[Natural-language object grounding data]
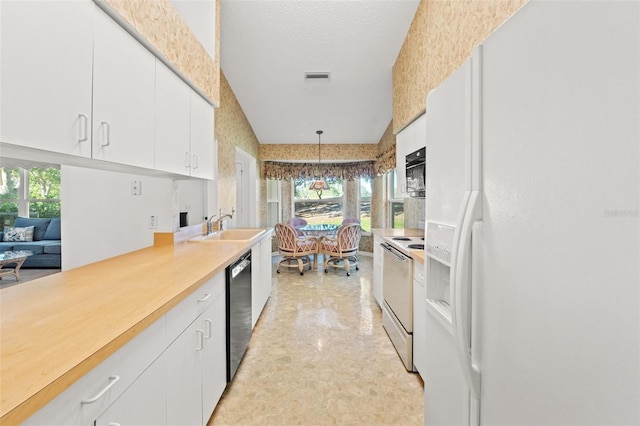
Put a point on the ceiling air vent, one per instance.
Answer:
(317, 76)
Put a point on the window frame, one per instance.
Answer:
(293, 197)
(24, 201)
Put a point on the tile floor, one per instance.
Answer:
(318, 356)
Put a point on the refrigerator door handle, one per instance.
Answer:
(461, 289)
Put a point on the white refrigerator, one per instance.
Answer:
(533, 223)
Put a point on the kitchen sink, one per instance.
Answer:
(234, 234)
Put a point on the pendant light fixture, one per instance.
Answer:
(319, 184)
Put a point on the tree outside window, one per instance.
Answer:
(28, 193)
(366, 191)
(319, 208)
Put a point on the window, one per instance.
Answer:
(366, 189)
(318, 206)
(395, 203)
(28, 193)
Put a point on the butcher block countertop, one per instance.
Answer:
(55, 329)
(401, 232)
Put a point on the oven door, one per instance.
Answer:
(397, 285)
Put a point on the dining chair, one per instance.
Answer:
(297, 223)
(341, 251)
(294, 248)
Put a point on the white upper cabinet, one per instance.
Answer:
(46, 56)
(124, 96)
(172, 122)
(184, 142)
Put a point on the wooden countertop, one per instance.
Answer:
(55, 329)
(401, 232)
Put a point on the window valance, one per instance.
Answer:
(346, 171)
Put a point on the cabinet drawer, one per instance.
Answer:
(179, 318)
(100, 387)
(418, 273)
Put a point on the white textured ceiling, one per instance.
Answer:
(266, 46)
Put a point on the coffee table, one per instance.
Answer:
(15, 258)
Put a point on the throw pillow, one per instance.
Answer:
(15, 234)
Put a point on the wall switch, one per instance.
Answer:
(136, 187)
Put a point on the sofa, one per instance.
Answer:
(44, 240)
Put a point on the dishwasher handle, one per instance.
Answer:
(238, 268)
(394, 252)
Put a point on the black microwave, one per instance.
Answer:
(415, 170)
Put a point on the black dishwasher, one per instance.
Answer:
(238, 312)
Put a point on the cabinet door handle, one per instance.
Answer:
(83, 121)
(205, 298)
(112, 381)
(208, 324)
(200, 334)
(106, 133)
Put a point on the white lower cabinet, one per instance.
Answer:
(377, 269)
(214, 357)
(172, 373)
(144, 403)
(260, 277)
(197, 363)
(184, 376)
(419, 318)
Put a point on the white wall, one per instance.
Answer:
(101, 219)
(191, 199)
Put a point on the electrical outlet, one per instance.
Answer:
(136, 187)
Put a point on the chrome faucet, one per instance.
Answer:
(210, 225)
(218, 223)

=== WHAT TO WORK ON ===
Provide the count, and nothing else, of lines in the data above where the word "dishwasher" occurs.

=== SOLUTION TO THIS PROBLEM ===
2